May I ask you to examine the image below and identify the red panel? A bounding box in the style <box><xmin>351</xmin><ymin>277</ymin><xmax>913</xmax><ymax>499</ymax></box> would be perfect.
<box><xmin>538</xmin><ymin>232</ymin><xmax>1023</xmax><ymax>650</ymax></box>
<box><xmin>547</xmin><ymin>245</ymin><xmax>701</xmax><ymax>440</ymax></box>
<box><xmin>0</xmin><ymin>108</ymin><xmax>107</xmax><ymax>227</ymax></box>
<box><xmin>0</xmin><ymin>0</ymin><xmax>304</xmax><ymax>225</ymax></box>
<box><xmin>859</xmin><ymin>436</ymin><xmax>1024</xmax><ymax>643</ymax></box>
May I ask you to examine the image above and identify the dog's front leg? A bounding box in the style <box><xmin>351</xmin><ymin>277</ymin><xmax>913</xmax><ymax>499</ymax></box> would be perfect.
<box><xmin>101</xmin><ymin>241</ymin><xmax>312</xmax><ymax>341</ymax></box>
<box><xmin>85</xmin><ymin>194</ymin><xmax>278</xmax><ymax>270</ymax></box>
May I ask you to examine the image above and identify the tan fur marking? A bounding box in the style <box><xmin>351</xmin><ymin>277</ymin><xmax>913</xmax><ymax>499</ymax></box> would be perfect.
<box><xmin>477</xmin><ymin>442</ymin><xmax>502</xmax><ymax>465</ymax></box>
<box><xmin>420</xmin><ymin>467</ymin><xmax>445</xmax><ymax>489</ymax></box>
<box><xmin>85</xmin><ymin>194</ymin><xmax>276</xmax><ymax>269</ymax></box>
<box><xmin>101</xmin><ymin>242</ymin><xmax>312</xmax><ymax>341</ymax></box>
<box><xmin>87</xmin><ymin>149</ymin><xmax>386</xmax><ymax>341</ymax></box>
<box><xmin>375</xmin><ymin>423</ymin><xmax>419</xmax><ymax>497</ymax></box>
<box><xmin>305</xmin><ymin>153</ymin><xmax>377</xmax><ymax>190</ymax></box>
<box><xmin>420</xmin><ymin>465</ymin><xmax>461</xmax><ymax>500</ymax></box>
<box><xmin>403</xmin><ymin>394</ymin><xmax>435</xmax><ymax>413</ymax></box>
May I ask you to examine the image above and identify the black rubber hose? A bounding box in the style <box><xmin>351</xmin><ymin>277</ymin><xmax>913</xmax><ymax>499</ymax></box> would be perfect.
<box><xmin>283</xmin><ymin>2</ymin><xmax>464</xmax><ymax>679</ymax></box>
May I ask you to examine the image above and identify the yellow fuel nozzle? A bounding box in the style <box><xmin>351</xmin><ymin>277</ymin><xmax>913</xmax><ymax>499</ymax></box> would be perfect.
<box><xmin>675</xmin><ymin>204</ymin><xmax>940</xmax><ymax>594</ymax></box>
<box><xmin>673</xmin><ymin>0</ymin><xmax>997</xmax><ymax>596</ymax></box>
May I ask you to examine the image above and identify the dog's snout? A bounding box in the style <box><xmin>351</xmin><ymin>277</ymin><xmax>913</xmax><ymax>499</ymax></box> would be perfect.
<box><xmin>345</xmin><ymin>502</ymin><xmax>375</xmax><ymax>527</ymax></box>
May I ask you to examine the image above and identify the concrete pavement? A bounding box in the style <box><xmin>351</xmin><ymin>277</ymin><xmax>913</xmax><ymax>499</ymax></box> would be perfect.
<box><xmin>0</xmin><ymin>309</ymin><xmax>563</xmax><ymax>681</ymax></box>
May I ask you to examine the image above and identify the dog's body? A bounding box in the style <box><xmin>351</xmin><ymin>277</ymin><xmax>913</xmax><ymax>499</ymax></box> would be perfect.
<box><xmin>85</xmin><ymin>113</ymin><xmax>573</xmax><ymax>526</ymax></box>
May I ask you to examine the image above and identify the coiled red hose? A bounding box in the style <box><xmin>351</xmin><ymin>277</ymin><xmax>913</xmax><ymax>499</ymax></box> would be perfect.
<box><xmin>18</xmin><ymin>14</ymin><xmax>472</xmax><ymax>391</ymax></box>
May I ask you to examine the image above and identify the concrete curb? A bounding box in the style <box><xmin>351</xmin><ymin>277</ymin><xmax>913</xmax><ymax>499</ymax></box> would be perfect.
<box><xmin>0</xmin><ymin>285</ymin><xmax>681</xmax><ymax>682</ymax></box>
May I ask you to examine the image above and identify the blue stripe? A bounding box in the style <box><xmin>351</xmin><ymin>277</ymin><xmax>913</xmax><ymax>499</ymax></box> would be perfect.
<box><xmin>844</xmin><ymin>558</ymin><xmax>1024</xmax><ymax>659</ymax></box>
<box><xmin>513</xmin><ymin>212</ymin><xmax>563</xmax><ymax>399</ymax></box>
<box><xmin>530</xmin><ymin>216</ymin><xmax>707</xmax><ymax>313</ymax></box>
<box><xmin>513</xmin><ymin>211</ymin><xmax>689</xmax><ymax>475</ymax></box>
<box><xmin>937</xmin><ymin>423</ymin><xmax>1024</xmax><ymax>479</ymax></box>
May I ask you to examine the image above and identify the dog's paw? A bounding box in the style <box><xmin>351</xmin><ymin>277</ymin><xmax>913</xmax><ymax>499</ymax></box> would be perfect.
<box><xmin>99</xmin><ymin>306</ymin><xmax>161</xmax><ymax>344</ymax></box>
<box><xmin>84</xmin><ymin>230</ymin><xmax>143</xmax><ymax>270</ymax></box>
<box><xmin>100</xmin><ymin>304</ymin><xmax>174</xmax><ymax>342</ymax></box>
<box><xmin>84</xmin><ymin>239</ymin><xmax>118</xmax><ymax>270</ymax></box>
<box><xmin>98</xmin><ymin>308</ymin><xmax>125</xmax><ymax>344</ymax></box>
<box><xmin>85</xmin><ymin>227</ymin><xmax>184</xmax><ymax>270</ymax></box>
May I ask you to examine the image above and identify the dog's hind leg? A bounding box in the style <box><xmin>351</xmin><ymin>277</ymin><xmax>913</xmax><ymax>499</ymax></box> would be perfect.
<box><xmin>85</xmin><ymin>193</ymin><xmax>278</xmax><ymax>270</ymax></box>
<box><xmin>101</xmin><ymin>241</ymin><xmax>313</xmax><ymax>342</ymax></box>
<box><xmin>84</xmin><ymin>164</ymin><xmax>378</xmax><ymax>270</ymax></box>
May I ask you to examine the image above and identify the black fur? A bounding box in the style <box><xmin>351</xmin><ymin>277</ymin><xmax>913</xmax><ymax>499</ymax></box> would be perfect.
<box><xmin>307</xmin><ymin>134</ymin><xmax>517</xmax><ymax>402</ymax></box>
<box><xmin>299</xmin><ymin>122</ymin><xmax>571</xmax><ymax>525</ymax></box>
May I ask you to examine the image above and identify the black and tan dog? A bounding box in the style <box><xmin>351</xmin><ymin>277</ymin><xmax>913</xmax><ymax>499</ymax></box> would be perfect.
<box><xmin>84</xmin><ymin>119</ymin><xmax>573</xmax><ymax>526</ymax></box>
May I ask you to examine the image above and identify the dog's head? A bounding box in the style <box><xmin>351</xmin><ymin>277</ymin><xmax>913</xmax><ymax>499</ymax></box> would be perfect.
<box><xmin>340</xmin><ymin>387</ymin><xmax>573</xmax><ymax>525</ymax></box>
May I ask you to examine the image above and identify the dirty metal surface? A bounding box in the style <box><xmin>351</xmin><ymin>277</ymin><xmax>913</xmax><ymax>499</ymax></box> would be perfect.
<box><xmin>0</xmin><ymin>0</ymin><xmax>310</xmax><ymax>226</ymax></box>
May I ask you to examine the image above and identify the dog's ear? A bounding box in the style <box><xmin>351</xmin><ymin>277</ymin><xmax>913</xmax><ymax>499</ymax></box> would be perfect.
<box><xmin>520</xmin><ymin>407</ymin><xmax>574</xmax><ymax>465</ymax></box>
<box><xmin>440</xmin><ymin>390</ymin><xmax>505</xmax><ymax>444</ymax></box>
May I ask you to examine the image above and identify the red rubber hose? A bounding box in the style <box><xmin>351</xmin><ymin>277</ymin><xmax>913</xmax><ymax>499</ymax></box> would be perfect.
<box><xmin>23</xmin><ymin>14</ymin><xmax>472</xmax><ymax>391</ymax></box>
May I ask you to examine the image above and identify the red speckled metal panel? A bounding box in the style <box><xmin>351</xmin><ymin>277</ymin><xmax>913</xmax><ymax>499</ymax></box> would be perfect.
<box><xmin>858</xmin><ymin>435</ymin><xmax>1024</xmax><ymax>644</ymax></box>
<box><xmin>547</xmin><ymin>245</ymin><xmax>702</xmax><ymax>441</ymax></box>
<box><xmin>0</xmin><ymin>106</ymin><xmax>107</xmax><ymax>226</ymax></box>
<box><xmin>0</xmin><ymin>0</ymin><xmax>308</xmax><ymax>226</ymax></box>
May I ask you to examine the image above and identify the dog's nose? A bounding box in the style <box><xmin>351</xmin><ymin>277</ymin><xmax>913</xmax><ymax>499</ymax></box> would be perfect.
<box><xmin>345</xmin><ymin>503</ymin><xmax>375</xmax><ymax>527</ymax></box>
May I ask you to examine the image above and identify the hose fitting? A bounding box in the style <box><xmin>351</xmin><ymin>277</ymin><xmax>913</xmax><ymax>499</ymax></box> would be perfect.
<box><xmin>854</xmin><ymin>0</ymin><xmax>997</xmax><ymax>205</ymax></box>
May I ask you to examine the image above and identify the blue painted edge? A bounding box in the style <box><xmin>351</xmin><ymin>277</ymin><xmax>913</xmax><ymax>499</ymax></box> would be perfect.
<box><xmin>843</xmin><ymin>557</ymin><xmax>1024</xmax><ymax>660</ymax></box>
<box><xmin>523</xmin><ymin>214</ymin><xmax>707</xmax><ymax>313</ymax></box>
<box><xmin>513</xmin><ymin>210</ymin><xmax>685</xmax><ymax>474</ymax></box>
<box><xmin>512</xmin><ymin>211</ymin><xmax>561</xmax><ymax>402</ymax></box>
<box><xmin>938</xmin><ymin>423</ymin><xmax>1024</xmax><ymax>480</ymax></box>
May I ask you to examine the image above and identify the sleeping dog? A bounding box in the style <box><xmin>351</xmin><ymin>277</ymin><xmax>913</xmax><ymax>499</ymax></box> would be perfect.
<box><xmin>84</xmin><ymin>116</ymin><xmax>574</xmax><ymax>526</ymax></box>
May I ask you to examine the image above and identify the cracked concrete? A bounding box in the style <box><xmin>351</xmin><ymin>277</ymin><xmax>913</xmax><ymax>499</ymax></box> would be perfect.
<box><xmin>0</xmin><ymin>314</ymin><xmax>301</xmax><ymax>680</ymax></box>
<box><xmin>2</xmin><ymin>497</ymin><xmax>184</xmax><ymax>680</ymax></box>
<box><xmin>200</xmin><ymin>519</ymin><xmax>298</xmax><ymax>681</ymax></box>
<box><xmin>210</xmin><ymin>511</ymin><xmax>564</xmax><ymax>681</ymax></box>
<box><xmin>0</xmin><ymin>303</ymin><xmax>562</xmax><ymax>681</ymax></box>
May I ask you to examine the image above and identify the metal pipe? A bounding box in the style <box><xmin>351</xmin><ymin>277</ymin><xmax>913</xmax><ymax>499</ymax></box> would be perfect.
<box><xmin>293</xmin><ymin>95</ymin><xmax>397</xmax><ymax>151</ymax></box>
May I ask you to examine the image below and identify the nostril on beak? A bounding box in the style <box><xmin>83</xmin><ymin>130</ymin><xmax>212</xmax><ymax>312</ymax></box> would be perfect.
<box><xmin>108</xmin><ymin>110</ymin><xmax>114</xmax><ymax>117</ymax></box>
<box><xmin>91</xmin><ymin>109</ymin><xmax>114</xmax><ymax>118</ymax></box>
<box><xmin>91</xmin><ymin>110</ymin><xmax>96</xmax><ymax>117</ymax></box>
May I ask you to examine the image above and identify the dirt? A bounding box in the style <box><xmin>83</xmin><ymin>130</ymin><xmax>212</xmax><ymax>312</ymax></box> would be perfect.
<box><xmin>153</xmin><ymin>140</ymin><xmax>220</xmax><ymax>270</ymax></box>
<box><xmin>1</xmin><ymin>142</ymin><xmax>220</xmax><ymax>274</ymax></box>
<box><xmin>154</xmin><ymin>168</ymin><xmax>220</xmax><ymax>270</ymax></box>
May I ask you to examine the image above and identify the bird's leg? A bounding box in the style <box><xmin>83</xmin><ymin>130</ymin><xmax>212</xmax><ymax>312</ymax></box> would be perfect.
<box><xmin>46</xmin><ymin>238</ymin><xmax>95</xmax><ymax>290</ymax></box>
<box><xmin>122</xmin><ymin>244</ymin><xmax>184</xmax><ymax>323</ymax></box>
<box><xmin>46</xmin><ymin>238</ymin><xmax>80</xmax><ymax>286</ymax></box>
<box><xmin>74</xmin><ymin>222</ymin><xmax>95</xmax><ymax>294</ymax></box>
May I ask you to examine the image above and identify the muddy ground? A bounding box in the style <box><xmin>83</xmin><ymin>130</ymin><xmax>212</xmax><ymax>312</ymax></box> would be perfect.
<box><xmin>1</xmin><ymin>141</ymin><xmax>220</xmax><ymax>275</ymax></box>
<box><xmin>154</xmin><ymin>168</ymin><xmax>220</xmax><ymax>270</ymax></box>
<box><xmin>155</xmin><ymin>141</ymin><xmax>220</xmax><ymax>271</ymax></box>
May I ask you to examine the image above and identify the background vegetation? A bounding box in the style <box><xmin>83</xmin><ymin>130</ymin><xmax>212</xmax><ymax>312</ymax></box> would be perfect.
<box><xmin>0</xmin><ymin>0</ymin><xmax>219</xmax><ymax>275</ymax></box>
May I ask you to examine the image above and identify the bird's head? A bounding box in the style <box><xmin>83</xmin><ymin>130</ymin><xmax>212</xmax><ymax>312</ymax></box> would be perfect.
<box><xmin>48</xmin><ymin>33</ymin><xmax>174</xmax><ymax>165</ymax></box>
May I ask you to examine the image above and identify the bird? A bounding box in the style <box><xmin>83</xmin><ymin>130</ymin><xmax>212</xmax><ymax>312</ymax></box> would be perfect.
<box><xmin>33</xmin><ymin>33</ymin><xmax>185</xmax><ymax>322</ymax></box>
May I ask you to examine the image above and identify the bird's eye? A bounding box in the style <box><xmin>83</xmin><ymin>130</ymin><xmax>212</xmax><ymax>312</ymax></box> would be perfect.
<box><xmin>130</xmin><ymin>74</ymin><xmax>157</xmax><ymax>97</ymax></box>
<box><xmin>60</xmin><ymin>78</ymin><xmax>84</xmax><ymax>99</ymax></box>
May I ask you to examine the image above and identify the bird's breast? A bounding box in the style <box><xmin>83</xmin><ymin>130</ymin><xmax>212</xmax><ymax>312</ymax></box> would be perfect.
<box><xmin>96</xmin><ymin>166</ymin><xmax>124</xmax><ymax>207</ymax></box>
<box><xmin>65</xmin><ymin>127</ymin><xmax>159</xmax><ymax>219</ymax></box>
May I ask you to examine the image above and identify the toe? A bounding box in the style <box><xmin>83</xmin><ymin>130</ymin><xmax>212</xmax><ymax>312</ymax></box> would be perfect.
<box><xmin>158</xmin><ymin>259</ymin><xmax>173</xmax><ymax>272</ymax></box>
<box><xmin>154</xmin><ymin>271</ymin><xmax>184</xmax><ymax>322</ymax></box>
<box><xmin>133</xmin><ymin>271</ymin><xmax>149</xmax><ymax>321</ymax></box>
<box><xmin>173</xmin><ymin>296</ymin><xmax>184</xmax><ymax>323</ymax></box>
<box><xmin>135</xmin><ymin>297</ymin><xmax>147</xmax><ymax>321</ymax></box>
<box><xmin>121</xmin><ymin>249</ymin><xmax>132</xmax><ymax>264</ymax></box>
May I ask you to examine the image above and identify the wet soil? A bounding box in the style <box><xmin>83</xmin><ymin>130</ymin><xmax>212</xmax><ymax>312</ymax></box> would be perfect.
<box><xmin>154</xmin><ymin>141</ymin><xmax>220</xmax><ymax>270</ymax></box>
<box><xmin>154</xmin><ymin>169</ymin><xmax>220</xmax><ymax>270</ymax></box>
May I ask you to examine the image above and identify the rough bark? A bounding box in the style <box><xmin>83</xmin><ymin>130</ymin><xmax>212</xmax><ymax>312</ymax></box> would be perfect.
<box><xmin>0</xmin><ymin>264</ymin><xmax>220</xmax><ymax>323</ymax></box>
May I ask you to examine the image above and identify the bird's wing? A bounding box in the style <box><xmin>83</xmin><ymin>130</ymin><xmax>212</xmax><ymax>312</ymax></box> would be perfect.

Work to complete
Please provide an exact transcription of each line from the one holding "identify the wet" through the final line of the data above.

Exercise response
May I ask you to examine the image above and identify the wet soil? A bounding box in the style <box><xmin>83</xmin><ymin>130</ymin><xmax>212</xmax><ymax>312</ymax></box> would be perfect.
<box><xmin>154</xmin><ymin>141</ymin><xmax>220</xmax><ymax>270</ymax></box>
<box><xmin>154</xmin><ymin>169</ymin><xmax>220</xmax><ymax>270</ymax></box>
May I ask you to examine the image above and identify the rough bark? A bounding box in the style <box><xmin>83</xmin><ymin>130</ymin><xmax>212</xmax><ymax>312</ymax></box> would be perfect.
<box><xmin>0</xmin><ymin>264</ymin><xmax>220</xmax><ymax>323</ymax></box>
May I ask you to examine the image above and identify the bird's wing? A bounding box in the style <box><xmin>83</xmin><ymin>130</ymin><xmax>212</xmax><ymax>312</ymax></box> would be perfect.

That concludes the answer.